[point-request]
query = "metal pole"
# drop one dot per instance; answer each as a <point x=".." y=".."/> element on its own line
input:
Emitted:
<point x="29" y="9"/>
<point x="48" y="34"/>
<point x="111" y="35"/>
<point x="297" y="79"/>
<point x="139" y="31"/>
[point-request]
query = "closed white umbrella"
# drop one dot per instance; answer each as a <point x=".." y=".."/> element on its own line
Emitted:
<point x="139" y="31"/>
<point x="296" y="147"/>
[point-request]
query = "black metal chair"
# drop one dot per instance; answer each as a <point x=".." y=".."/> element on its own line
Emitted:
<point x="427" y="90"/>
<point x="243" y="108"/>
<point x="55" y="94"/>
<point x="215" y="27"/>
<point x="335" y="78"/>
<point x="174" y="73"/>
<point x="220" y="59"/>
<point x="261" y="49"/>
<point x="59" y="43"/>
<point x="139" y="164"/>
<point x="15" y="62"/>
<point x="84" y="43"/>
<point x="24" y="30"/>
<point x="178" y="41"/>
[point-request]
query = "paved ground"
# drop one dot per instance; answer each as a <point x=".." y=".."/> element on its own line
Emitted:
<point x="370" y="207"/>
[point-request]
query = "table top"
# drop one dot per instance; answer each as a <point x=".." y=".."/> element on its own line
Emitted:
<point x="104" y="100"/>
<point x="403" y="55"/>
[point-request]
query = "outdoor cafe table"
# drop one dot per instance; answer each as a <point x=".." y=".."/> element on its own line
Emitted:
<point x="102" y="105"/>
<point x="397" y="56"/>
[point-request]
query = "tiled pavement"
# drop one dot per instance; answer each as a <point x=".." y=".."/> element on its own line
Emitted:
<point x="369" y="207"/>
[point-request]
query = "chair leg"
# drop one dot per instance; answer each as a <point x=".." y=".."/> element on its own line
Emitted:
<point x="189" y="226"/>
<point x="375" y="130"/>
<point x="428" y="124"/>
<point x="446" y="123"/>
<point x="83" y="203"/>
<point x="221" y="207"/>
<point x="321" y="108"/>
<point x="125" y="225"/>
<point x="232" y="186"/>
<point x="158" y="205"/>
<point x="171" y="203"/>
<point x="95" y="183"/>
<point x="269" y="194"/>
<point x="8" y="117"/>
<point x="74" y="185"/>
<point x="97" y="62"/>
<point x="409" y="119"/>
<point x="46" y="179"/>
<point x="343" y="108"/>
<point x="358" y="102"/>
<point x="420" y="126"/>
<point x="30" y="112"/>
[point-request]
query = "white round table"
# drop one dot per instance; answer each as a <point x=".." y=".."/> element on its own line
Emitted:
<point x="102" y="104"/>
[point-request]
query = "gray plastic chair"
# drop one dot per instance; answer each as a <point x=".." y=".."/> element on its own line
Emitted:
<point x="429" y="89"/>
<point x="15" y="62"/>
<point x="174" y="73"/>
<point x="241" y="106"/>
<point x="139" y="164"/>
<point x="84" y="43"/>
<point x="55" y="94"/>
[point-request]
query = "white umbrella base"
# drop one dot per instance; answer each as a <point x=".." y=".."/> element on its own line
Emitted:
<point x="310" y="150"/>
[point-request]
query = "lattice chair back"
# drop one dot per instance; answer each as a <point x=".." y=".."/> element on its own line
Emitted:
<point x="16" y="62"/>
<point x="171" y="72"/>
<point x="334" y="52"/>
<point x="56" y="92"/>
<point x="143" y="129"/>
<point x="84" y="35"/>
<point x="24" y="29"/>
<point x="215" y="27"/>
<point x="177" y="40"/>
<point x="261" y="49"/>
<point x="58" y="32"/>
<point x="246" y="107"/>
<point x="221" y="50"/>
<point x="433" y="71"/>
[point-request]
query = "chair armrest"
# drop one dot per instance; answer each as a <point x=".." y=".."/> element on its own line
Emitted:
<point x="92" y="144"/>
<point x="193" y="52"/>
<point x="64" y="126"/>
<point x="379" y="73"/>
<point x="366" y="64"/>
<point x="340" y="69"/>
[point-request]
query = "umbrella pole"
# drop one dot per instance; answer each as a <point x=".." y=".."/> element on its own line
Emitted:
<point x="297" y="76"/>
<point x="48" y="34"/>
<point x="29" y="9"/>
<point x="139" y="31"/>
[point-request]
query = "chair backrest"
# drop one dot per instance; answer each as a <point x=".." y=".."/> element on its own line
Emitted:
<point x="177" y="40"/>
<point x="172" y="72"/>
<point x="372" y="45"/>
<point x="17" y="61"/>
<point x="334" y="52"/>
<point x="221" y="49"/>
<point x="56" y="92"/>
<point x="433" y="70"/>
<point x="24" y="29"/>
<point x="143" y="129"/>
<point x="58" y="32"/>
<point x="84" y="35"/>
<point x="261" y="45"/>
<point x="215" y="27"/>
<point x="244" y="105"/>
· · · ·
* [Exercise requirements] Nothing should be dropped or changed, so repeat all of the entries exactly.

* [Result of the exercise]
[point-request]
query = "metal pole"
# drop one dot per instance; answer each as a <point x=".." y=".."/> element on its own line
input:
Emitted:
<point x="29" y="9"/>
<point x="48" y="34"/>
<point x="111" y="35"/>
<point x="297" y="79"/>
<point x="139" y="31"/>
[point-request]
query = "closed white umbrella"
# drop one dot per instance; answer each as a <point x=".." y=".."/> element on its own line
Emitted:
<point x="139" y="31"/>
<point x="296" y="147"/>
[point-request]
query = "black metal chair"
# drop one dot per instance; answer each as a <point x=".." y=".."/> element on its own line
Emitted:
<point x="427" y="90"/>
<point x="243" y="108"/>
<point x="55" y="94"/>
<point x="215" y="27"/>
<point x="335" y="78"/>
<point x="174" y="73"/>
<point x="220" y="59"/>
<point x="261" y="49"/>
<point x="59" y="43"/>
<point x="139" y="164"/>
<point x="15" y="62"/>
<point x="84" y="43"/>
<point x="24" y="30"/>
<point x="178" y="41"/>
[point-request]
query = "paved ground"
# drop one dot per instance; answer each as a <point x=".." y=".."/> element on its own line
Emitted:
<point x="370" y="207"/>
[point-request]
query = "table top"
# drop one dot per instance; answer each as a <point x=".." y=".."/> element on its own line
Emitted:
<point x="104" y="100"/>
<point x="403" y="55"/>
[point-request]
query = "outdoor cafe table"
# drop one dot per instance; answer each as a <point x=".." y=".."/> element on its own line
Emitted:
<point x="102" y="105"/>
<point x="397" y="56"/>
[point-request]
query = "tiled pavement"
# drop one dot per instance; answer each as a <point x=".." y=".."/> element on its own line
Emitted:
<point x="369" y="207"/>
[point-request]
query = "chair leg"
# drop one dot per instance; answer each as a <point x=".." y=".."/> element on its own line
Emitted:
<point x="189" y="226"/>
<point x="375" y="130"/>
<point x="428" y="124"/>
<point x="446" y="123"/>
<point x="83" y="203"/>
<point x="221" y="207"/>
<point x="321" y="108"/>
<point x="125" y="225"/>
<point x="232" y="186"/>
<point x="158" y="205"/>
<point x="171" y="203"/>
<point x="95" y="183"/>
<point x="269" y="194"/>
<point x="8" y="117"/>
<point x="74" y="185"/>
<point x="97" y="62"/>
<point x="409" y="119"/>
<point x="46" y="179"/>
<point x="343" y="108"/>
<point x="358" y="102"/>
<point x="420" y="126"/>
<point x="30" y="112"/>
[point-request]
query = "white round table"
# drop one dot per instance; answer each as a <point x=".." y=".."/> element on its own line
Emitted:
<point x="102" y="104"/>
[point-request]
query = "gray plastic chair"
# drop one dot per instance; answer each as a <point x=".." y=".."/> element on its own line
Emitted:
<point x="429" y="89"/>
<point x="15" y="62"/>
<point x="174" y="73"/>
<point x="241" y="106"/>
<point x="139" y="164"/>
<point x="84" y="43"/>
<point x="55" y="94"/>
[point-request]
query = "white umbrella base"
# drop one dot per instance; answer each as a <point x=".." y=".."/> element on its own line
Emitted:
<point x="310" y="150"/>
[point-request]
query = "lattice chair back"
# drop one dot per instance; answer each as a <point x=".." y=".."/> element on its own line
Emitted:
<point x="16" y="62"/>
<point x="171" y="72"/>
<point x="334" y="52"/>
<point x="56" y="92"/>
<point x="143" y="129"/>
<point x="84" y="35"/>
<point x="24" y="29"/>
<point x="215" y="27"/>
<point x="177" y="40"/>
<point x="261" y="49"/>
<point x="58" y="32"/>
<point x="246" y="107"/>
<point x="221" y="50"/>
<point x="433" y="71"/>
[point-request]
query = "chair armrest"
# drop one dot per instance; answer each as a <point x=".." y=".."/> element on its own line
Emitted:
<point x="92" y="144"/>
<point x="193" y="52"/>
<point x="64" y="126"/>
<point x="379" y="73"/>
<point x="366" y="64"/>
<point x="340" y="69"/>
[point-request]
query = "umbrella pole"
# drop one dot per instance; answer each as a <point x=".." y=".."/> element on its own line
Emitted:
<point x="297" y="76"/>
<point x="48" y="34"/>
<point x="29" y="9"/>
<point x="139" y="31"/>
[point-request]
query = "chair backrest"
# drop one dot per instance; answer each as a <point x=".." y=".."/> element on its own line
Emitted:
<point x="177" y="40"/>
<point x="172" y="72"/>
<point x="372" y="45"/>
<point x="17" y="61"/>
<point x="334" y="52"/>
<point x="221" y="49"/>
<point x="56" y="92"/>
<point x="433" y="70"/>
<point x="24" y="29"/>
<point x="143" y="129"/>
<point x="58" y="32"/>
<point x="84" y="35"/>
<point x="261" y="45"/>
<point x="215" y="27"/>
<point x="244" y="105"/>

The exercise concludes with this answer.